__How to complete this task__:
Each line below must be printed again exactly.
──────────
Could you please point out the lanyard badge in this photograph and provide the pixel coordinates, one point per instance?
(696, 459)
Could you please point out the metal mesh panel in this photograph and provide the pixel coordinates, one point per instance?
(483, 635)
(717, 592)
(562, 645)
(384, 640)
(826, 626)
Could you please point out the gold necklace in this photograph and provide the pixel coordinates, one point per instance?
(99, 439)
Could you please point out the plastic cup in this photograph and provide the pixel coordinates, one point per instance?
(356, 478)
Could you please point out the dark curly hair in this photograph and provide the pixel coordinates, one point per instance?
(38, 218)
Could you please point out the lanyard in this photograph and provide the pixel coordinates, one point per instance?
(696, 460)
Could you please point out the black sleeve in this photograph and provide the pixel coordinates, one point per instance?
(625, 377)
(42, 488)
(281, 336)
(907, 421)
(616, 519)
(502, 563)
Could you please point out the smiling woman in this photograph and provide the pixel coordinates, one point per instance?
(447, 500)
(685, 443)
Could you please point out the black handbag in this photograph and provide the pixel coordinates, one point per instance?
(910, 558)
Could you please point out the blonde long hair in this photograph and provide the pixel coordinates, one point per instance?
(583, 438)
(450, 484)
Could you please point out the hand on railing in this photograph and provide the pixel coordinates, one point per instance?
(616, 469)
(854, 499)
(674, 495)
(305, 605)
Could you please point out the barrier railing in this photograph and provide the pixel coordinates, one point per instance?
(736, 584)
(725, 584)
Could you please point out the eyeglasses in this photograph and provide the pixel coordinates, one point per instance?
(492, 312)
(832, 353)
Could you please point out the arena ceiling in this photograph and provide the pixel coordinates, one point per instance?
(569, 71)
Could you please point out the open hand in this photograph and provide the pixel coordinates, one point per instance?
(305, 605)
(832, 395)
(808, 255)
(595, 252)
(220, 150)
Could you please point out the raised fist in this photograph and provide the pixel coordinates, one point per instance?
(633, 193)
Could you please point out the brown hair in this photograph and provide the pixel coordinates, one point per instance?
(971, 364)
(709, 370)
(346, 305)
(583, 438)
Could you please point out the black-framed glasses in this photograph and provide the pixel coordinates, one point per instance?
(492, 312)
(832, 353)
──────────
__Final answer__:
Could you please point out the lanyard badge in this photograph and provide the pixel coordinates, one point per instance?
(696, 459)
Could you please point out the metal mesh panel in this photograph and provide the pixel coordinates, one point per instance?
(483, 635)
(717, 592)
(562, 645)
(384, 640)
(826, 626)
Could you please point out the gold necklace in this photograph and provide the pixel coordinates, one point per instance?
(99, 439)
Could you please point out the plastic cup in this photograph and provide the pixel coordinates, one point per instance?
(356, 478)
Could you please point out the dark curly hair in this photograph and provide the pixel coordinates, one point per instance?
(38, 218)
Could you please point out the lanyard in this photograph and provide the pixel coordinates, one point per instance?
(696, 460)
Could you please point out the black sleeve in this photograph and provide the pixel coordinates, one point per instance?
(625, 377)
(42, 488)
(281, 336)
(907, 421)
(616, 519)
(502, 563)
Could you please point out the smiling woman in this photograph and provide the pixel coordinates, one point per instance?
(447, 500)
(685, 443)
Could you please point out the black handbag in this photograph and provide the pixel coordinates, one point per instance?
(910, 558)
Could you please point out the blonde long hair in this photograph and provide the pixel coordinates, one point per instance?
(583, 438)
(450, 484)
Could you please point out the hand on railing in this photograph and provide the pixel coordinates, one point per instance?
(616, 469)
(854, 499)
(674, 495)
(305, 605)
Could you please point out the barrier railing in this photograph and provide the pixel coordinates, one point per instance?
(736, 584)
(725, 584)
Could you please point out the eyeglasses in this photograph and provide the pixel coordinates, one point per instance?
(492, 312)
(832, 353)
Could you please point out the arena ceiling in this photograph and provide the pixel coordinates, one point per instance?
(569, 71)
Could you please point out the open hand in this photograph and provide the pixel coordinates, one point per instance?
(305, 605)
(832, 395)
(808, 255)
(595, 252)
(220, 150)
Could you please point out the raised fist in this photograph and provide the pixel coordinates, one point per instance?
(633, 193)
Could you please point out the brown hair in this photograph and provide the pixel coordinates, one point per instance?
(971, 364)
(709, 370)
(346, 305)
(583, 438)
Could you please point out the black-framed glasses in this photograph and provide the pixel coordinates, one point per instance?
(492, 312)
(832, 353)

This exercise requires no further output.